### What is needed
Express every line of the entries below as a Markdown table with the columns "Row" and "Line", numbering the rows and skipping blank lines. Omit the pictures from your answer.
───── Exercise data
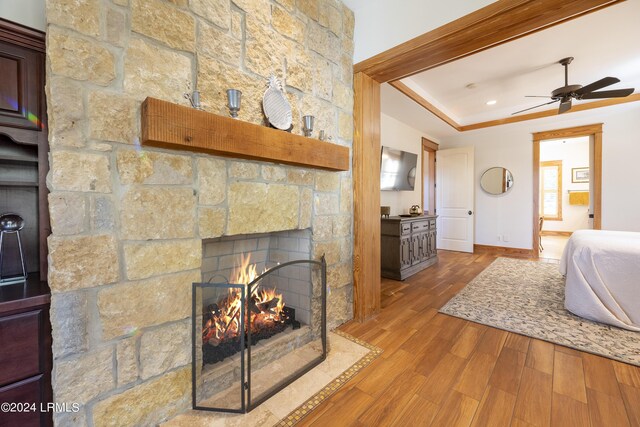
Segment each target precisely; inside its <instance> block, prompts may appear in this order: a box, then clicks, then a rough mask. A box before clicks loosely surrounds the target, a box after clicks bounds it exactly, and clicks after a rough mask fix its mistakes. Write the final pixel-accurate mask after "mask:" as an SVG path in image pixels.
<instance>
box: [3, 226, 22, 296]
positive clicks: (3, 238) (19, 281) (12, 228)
mask: <svg viewBox="0 0 640 427" xmlns="http://www.w3.org/2000/svg"><path fill="white" fill-rule="evenodd" d="M23 228H24V220H23V219H22V217H21V216H20V215H17V214H14V213H5V214H2V216H0V285H3V284H10V283H19V282H24V281H26V280H27V267H26V266H25V263H24V253H23V251H22V240H21V239H20V230H22V229H23ZM5 234H15V235H16V237H17V238H18V251H19V252H20V261H21V263H22V276H16V277H8V278H4V279H3V278H2V258H3V255H4V248H3V247H2V244H3V243H4V242H3V241H4V235H5Z"/></svg>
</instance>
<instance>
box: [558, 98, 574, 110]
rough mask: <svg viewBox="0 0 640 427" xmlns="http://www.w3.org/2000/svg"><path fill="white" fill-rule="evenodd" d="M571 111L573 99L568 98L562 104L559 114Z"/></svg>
mask: <svg viewBox="0 0 640 427" xmlns="http://www.w3.org/2000/svg"><path fill="white" fill-rule="evenodd" d="M570 109H571V98H570V97H567V98H565V99H563V100H562V102H560V107H559V108H558V114H562V113H566V112H567V111H569V110H570Z"/></svg>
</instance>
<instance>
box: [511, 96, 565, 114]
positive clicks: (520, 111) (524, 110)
mask: <svg viewBox="0 0 640 427" xmlns="http://www.w3.org/2000/svg"><path fill="white" fill-rule="evenodd" d="M558 101H559V100H558V99H554V100H553V101H551V102H545V103H544V104H540V105H536V106H535V107H530V108H525V109H524V110H520V111H516V112H515V113H511V115H512V116H513V115H514V114H518V113H522V112H525V111H529V110H533V109H534V108H538V107H542V106H543V105H549V104H553V103H554V102H558Z"/></svg>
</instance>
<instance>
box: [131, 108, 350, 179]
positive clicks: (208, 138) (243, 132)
mask: <svg viewBox="0 0 640 427" xmlns="http://www.w3.org/2000/svg"><path fill="white" fill-rule="evenodd" d="M142 145H147V146H153V147H160V148H171V149H175V150H188V151H196V152H202V153H209V154H215V155H218V156H224V157H236V158H242V159H252V160H262V161H268V162H274V163H285V164H289V165H296V166H304V167H310V168H316V169H326V170H333V171H347V170H349V166H350V164H349V148H348V147H344V146H341V145H337V144H332V143H329V142H325V141H320V140H318V139H314V138H307V137H304V136H300V135H295V134H292V133H289V132H284V131H281V130H278V129H272V128H268V127H265V126H260V125H255V124H253V123H248V122H243V121H241V120H236V119H232V118H230V117H223V116H219V115H217V114H213V113H208V112H205V111H200V110H196V109H193V108H190V107H185V106H182V105H177V104H173V103H170V102H166V101H161V100H159V99H155V98H147V99H146V100H145V101H144V102H143V104H142Z"/></svg>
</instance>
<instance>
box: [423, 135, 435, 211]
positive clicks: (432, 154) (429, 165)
mask: <svg viewBox="0 0 640 427" xmlns="http://www.w3.org/2000/svg"><path fill="white" fill-rule="evenodd" d="M438 147H439V145H438V144H437V143H435V142H433V141H430V140H428V139H427V138H424V137H423V138H422V208H423V210H424V213H425V214H430V215H435V214H436V151H438Z"/></svg>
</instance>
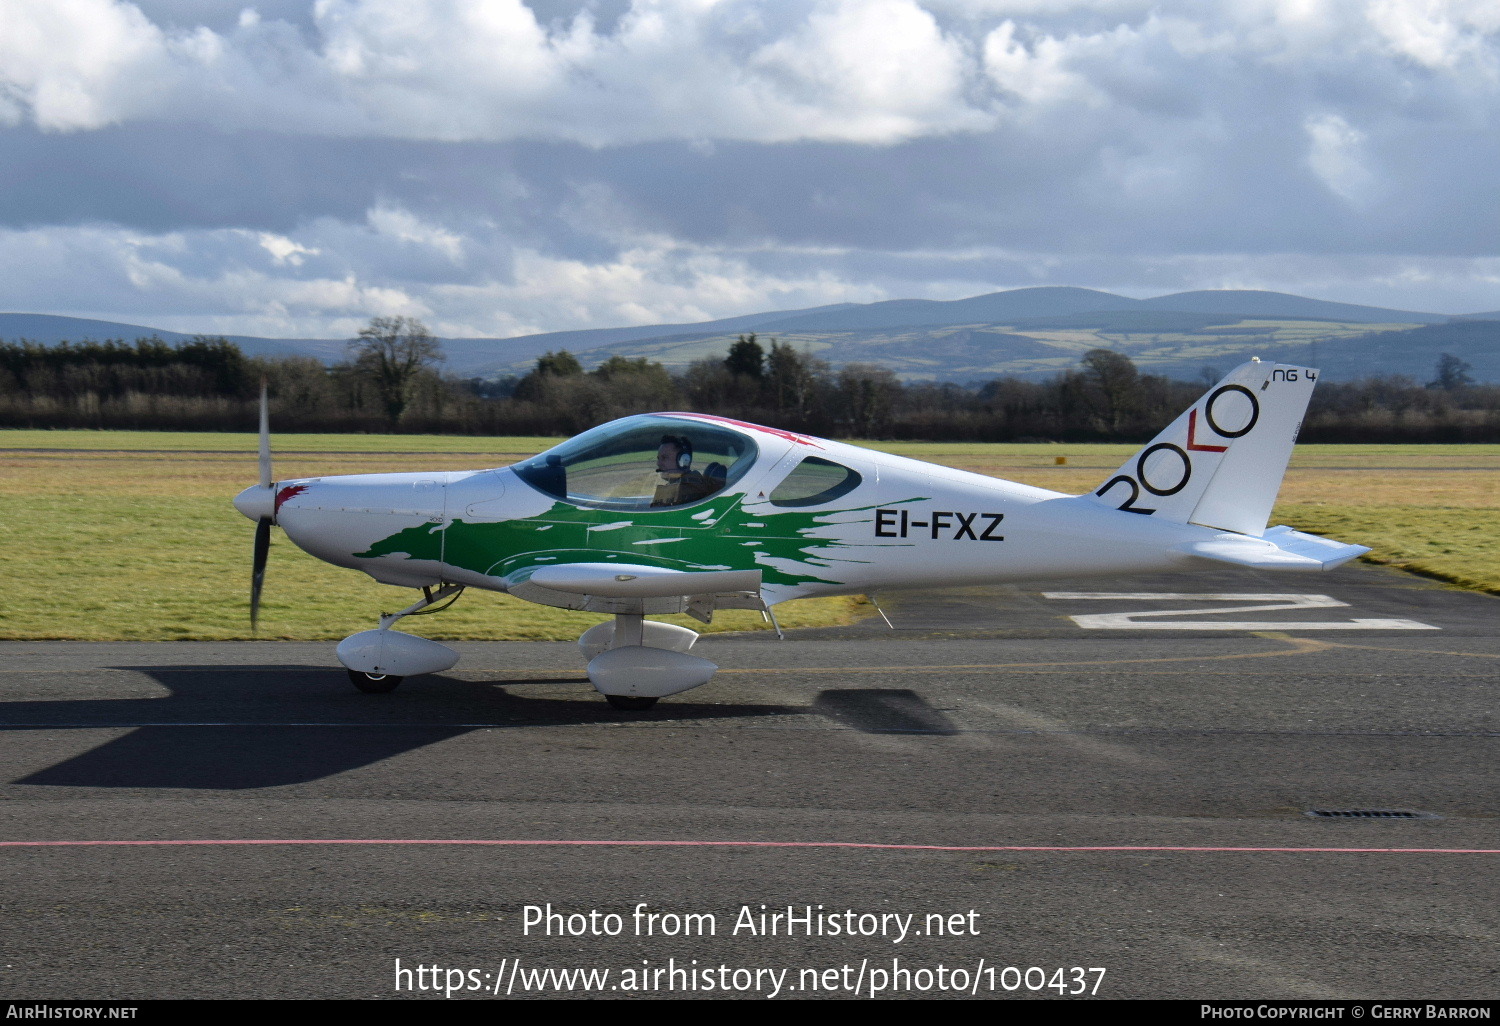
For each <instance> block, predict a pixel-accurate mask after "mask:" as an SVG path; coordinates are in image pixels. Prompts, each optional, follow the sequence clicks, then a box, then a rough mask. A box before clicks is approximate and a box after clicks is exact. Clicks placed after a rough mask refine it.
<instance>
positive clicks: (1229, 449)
mask: <svg viewBox="0 0 1500 1026" xmlns="http://www.w3.org/2000/svg"><path fill="white" fill-rule="evenodd" d="M1317 374H1319V372H1317V371H1316V369H1313V368H1296V366H1289V365H1283V363H1262V362H1260V360H1251V362H1250V363H1244V365H1241V366H1238V368H1235V371H1232V372H1230V374H1229V375H1227V377H1226V378H1224V380H1223V381H1220V383H1218V384H1217V386H1214V387H1212V389H1211V390H1209V392H1208V393H1205V395H1203V398H1202V399H1199V401H1197V402H1196V404H1193V407H1190V408H1188V410H1187V411H1185V413H1184V414H1182V416H1181V417H1178V419H1176V420H1173V422H1172V423H1170V425H1169V426H1167V428H1166V431H1163V432H1161V434H1160V435H1157V437H1155V438H1152V440H1151V443H1149V444H1148V446H1146V447H1145V449H1142V450H1140V452H1139V453H1136V455H1134V456H1131V458H1130V459H1128V460H1127V462H1125V463H1124V465H1122V466H1121V468H1119V469H1118V471H1116V472H1115V474H1113V475H1110V477H1109V478H1107V480H1106V481H1104V484H1101V486H1100V487H1098V489H1097V490H1095V492H1094V493H1092V496H1091V498H1094V499H1095V501H1100V502H1104V504H1107V505H1113V507H1115V508H1119V510H1124V511H1127V513H1142V514H1148V516H1157V517H1161V519H1164V520H1172V522H1176V523H1197V525H1202V526H1209V528H1217V529H1221V531H1236V532H1239V534H1250V535H1256V537H1260V535H1262V534H1263V532H1265V529H1266V523H1268V520H1269V517H1271V507H1272V505H1274V504H1275V501H1277V492H1280V490H1281V478H1283V477H1284V475H1286V471H1287V460H1290V459H1292V447H1293V446H1295V444H1296V438H1298V429H1301V426H1302V417H1304V414H1305V413H1307V408H1308V401H1310V399H1311V398H1313V386H1314V384H1316V383H1317Z"/></svg>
──────────
### Solution for this task
| Row | Line |
|---|---|
| 1 | Segment each target precisely; inside its <instance> block, prompts may appear in this order: a box, then clicks, then a rough mask. A box before clicks loosely surrounds the target, a box after clicks bounds it exactly, and clicks after a rough mask fix its mistakes. Write the final pixel-accurate mask after "mask:" as an SVG path in image pixels. |
| 2 | <instance> |
| 3 | box: [3, 226, 22, 296] |
| 4 | positive clicks: (3, 238) (19, 281) (12, 228) |
| 5 | mask: <svg viewBox="0 0 640 427" xmlns="http://www.w3.org/2000/svg"><path fill="white" fill-rule="evenodd" d="M23 228H24V220H23V219H22V217H21V216H20V215H17V214H14V213H5V214H2V216H0V285H3V284H10V283H19V282H24V281H26V280H27V267H26V266H25V263H24V253H23V251H22V240H21V239H20V230H22V229H23ZM5 234H15V235H16V237H17V238H18V251H19V252H20V261H21V263H22V276H16V277H8V278H4V279H3V278H2V258H3V255H4V248H3V247H2V244H3V243H4V242H3V241H4V235H5Z"/></svg> |
| 6 | </instance> |
| 7 | <instance> |
| 8 | box: [558, 98, 574, 110] |
| 9 | rough mask: <svg viewBox="0 0 640 427" xmlns="http://www.w3.org/2000/svg"><path fill="white" fill-rule="evenodd" d="M571 111L573 99L568 98L562 104L559 114Z"/></svg> |
| 10 | mask: <svg viewBox="0 0 640 427" xmlns="http://www.w3.org/2000/svg"><path fill="white" fill-rule="evenodd" d="M570 109H571V98H570V97H567V98H565V99H563V100H562V102H560V107H559V108H558V114H562V113H566V112H567V111H569V110H570Z"/></svg> |
| 11 | </instance> |
| 12 | <instance> |
| 13 | box: [511, 96, 565, 114] |
| 14 | positive clicks: (520, 111) (524, 110) |
| 15 | mask: <svg viewBox="0 0 640 427" xmlns="http://www.w3.org/2000/svg"><path fill="white" fill-rule="evenodd" d="M558 101H559V100H558V99H554V100H553V101H551V102H545V103H544V104H540V105H536V106H535V107H530V108H525V109H524V110H520V111H516V112H515V113H511V115H512V116H513V115H514V114H518V113H522V112H525V111H529V110H533V109H534V108H538V107H542V106H543V105H549V104H553V103H554V102H558Z"/></svg> |
| 16 | </instance> |
| 17 | <instance> |
| 18 | box: [131, 108, 350, 179] |
| 19 | positive clicks: (208, 138) (243, 132) |
| 20 | mask: <svg viewBox="0 0 640 427" xmlns="http://www.w3.org/2000/svg"><path fill="white" fill-rule="evenodd" d="M142 145H147V146H153V147H160V148H171V149H175V150H188V151H196V152H202V153H209V154H215V155H218V156H224V157H236V158H242V159H252V160H262V161H268V162H274V163H285V164H289V165H296V166H304V167H310V168H316V169H326V170H333V171H347V170H349V166H350V164H349V148H348V147H344V146H341V145H337V144H332V143H329V142H325V141H320V140H318V139H314V138H307V137H304V136H300V135H295V134H292V133H289V132H284V131H281V130H278V129H272V128H268V127H265V126H260V125H255V124H253V123H248V122H243V121H241V120H236V119H232V118H230V117H223V116H219V115H217V114H213V113H208V112H205V111H200V110H196V109H193V108H190V107H185V106H182V105H177V104H173V103H170V102H166V101H161V100H159V99H155V98H147V99H146V100H145V101H144V102H143V104H142Z"/></svg> |
| 21 | </instance> |
| 22 | <instance> |
| 23 | box: [423, 135, 435, 211] |
| 24 | positive clicks: (432, 154) (429, 165) |
| 25 | mask: <svg viewBox="0 0 640 427" xmlns="http://www.w3.org/2000/svg"><path fill="white" fill-rule="evenodd" d="M438 147H439V145H438V144H437V143H435V142H433V141H430V140H428V139H427V138H424V137H423V138H422V208H423V210H424V213H425V214H430V215H435V214H436V151H438Z"/></svg> |
| 26 | </instance> |
| 27 | For each <instance> block, predict a pixel-accurate mask after "mask:" as an SVG path; coordinates are in image pixels. Prompts, each optional, follow the sequence clicks, then a box, then a rough mask. A box before clicks is approximate and a box after clicks is exact. Clicks placed after a rough mask refine it. |
| 28 | <instance> |
| 29 | positive clicks: (1229, 449) |
| 30 | mask: <svg viewBox="0 0 1500 1026" xmlns="http://www.w3.org/2000/svg"><path fill="white" fill-rule="evenodd" d="M1317 374H1319V372H1317V371H1316V369H1313V368H1296V366H1289V365H1283V363H1262V362H1260V360H1251V362H1250V363H1244V365H1241V366H1238V368H1235V371H1232V372H1230V374H1229V375H1227V377H1226V378H1224V380H1223V381H1220V383H1218V384H1217V386H1214V387H1212V389H1211V390H1209V392H1208V393H1205V395H1203V398H1202V399H1199V401H1197V402H1196V404H1193V407H1190V408H1188V410H1187V411H1185V413H1184V414H1182V416H1181V417H1178V419H1176V420H1173V422H1172V423H1170V425H1169V426H1167V428H1166V431H1163V432H1161V434H1160V435H1157V437H1155V438H1152V440H1151V443H1149V444H1148V446H1146V447H1145V449H1142V450H1140V452H1139V453H1136V455H1134V456H1131V458H1130V459H1128V460H1127V462H1125V463H1124V465H1122V466H1121V468H1119V469H1118V471H1116V472H1115V474H1113V475H1110V477H1109V478H1107V480H1106V481H1104V484H1101V486H1100V487H1098V489H1097V490H1095V492H1094V493H1092V496H1091V498H1094V499H1095V501H1100V502H1104V504H1107V505H1113V507H1115V508H1119V510H1124V511H1127V513H1142V514H1148V516H1157V517H1161V519H1164V520H1172V522H1176V523H1197V525H1202V526H1209V528H1217V529H1221V531H1236V532H1239V534H1250V535H1256V537H1260V535H1262V534H1263V532H1265V529H1266V523H1268V520H1269V517H1271V507H1272V505H1274V504H1275V501H1277V492H1280V490H1281V478H1283V477H1284V475H1286V471H1287V460H1290V459H1292V447H1293V446H1295V444H1296V438H1298V429H1301V426H1302V417H1304V414H1305V413H1307V408H1308V401H1310V399H1311V398H1313V386H1314V384H1316V383H1317Z"/></svg> |